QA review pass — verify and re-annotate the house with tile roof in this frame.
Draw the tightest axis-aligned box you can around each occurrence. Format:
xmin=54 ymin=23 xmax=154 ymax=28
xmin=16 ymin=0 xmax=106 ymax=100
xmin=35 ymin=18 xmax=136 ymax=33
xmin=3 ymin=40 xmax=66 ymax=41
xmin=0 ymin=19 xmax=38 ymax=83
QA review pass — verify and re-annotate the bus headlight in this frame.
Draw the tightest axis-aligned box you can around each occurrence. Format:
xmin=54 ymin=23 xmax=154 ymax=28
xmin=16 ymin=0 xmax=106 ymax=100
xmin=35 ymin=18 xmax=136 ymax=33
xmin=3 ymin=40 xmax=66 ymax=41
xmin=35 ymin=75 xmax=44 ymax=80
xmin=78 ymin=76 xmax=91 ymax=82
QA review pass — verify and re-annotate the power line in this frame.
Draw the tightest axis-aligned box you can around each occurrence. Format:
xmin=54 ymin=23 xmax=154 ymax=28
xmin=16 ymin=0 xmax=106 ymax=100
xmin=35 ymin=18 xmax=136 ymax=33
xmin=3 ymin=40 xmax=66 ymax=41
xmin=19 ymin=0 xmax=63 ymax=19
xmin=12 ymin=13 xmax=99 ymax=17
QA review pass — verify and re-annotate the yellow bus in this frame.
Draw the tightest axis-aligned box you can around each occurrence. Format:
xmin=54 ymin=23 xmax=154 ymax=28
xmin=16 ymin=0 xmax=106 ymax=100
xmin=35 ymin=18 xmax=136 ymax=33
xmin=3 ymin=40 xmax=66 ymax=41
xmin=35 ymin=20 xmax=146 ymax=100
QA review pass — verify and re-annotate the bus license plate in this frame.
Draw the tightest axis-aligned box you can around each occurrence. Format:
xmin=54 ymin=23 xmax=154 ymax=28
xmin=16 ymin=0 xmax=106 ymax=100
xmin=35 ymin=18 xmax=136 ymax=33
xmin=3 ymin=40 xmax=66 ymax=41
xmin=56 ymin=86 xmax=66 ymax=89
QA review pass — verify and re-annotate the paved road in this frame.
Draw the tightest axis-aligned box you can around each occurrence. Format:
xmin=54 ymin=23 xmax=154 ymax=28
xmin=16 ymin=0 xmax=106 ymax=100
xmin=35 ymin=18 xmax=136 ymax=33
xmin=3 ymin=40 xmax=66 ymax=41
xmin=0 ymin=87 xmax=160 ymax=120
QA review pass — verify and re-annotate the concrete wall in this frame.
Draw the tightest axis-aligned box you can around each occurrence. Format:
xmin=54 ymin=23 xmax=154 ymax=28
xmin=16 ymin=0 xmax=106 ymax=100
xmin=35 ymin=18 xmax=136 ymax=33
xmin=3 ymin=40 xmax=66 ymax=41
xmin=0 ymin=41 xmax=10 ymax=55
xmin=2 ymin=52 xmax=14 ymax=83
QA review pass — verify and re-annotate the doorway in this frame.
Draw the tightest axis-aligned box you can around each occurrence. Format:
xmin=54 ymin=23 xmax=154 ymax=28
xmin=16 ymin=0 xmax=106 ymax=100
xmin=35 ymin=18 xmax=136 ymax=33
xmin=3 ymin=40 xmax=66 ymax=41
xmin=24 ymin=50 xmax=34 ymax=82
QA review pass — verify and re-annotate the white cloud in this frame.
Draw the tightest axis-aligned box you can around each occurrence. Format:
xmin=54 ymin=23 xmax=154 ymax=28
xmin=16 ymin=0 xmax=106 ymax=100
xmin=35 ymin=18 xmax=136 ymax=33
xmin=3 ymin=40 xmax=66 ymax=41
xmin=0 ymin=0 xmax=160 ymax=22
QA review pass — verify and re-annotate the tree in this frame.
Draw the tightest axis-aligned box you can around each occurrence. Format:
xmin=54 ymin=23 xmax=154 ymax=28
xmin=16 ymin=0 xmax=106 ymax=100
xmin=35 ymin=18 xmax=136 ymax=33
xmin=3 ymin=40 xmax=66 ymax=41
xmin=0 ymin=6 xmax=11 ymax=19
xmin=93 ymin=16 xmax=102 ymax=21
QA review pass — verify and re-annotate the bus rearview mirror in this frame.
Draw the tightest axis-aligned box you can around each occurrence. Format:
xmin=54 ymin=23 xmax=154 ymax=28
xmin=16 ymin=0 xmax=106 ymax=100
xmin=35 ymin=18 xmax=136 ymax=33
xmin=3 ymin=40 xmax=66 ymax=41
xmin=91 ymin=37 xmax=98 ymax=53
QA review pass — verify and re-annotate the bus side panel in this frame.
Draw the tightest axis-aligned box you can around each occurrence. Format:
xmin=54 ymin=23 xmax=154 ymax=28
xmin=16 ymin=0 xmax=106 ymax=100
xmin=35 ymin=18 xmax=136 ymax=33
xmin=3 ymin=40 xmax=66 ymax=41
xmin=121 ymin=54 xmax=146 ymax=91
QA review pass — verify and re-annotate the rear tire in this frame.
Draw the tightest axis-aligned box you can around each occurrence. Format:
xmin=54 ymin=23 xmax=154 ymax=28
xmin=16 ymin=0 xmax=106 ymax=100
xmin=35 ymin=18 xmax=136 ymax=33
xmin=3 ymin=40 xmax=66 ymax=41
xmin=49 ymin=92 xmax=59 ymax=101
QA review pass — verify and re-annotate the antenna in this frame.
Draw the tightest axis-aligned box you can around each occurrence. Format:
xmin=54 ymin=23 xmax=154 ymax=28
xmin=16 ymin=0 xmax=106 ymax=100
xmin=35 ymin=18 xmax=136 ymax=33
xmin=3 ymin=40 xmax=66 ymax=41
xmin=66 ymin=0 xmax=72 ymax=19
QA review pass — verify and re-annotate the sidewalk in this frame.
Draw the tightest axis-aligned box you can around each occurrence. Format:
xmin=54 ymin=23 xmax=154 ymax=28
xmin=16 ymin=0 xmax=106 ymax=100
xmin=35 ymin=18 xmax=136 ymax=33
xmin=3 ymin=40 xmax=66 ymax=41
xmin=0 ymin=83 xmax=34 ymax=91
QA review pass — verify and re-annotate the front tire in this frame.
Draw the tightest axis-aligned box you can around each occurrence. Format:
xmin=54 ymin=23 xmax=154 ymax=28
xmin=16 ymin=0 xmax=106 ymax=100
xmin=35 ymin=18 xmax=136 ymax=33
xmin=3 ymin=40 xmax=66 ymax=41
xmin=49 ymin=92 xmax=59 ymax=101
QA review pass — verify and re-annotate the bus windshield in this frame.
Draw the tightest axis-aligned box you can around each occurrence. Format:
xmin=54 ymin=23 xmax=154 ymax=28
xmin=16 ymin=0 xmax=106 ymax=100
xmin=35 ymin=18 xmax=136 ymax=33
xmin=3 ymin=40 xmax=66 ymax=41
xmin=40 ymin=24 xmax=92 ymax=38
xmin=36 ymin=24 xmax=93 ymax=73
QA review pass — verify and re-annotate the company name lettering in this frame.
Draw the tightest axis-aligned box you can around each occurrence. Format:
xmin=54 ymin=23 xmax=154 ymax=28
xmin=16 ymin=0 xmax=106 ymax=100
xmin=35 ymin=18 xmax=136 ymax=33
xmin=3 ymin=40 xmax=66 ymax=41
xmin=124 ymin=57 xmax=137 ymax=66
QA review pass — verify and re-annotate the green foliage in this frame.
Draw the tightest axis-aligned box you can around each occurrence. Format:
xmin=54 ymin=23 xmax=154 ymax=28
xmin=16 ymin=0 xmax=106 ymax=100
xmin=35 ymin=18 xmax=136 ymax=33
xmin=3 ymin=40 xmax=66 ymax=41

━━━━━━━━━━━━━━━━

▶ **The problem**
Please reproduce everything from the start of the entries above down to the line containing "xmin=0 ymin=19 xmax=38 ymax=83", with both ends included and the instructions kept. Rescale each box coordinate in the answer by 0.35 and round to whole numbers, halves up, but leave the numbers in the instructions and their sample boxes as they are.

▶ **Exercise solution**
QA review pass — verify and re-annotate the house with tile roof in this frame.
Draw the tightest axis-aligned box you can around each occurrence. Format:
xmin=54 ymin=23 xmax=154 ymax=28
xmin=16 ymin=0 xmax=106 ymax=100
xmin=35 ymin=18 xmax=136 ymax=33
xmin=3 ymin=40 xmax=66 ymax=41
xmin=0 ymin=7 xmax=13 ymax=29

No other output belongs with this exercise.